>>>

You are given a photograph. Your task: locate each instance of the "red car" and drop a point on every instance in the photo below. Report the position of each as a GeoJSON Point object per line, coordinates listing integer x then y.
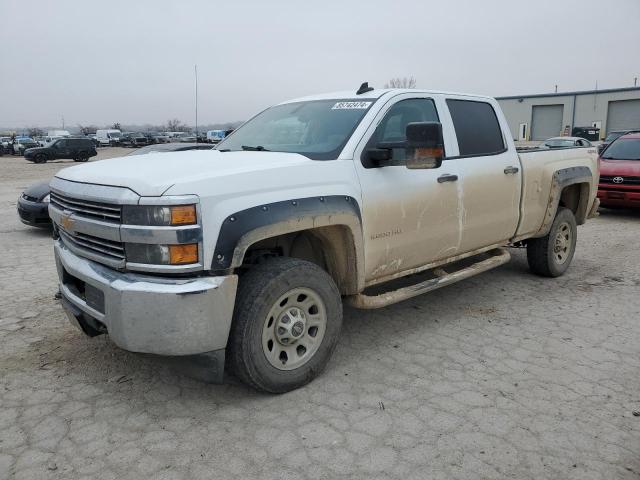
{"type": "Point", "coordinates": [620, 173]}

<<<
>>>

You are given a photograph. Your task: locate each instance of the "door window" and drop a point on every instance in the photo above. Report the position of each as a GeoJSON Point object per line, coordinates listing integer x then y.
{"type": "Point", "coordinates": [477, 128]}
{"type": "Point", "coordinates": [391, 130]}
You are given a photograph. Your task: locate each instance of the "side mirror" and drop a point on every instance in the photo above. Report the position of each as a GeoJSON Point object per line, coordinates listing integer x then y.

<<<

Written task:
Pick out and copy every line of the records that contains the string "above". Case counts.

Task answer:
You are given a photograph. Your task: locate each instance of the "door window" and drop a point on every instance in the photo above. Report the position of each as a GeoJSON Point object per line, coordinates listing integer x then y.
You are given a photograph. Your task: locate each instance of the "side mirror" and drop a point on every instance in the photo above. Report the position of each as a GeoJSON Point object per line, coordinates listing integer x then y.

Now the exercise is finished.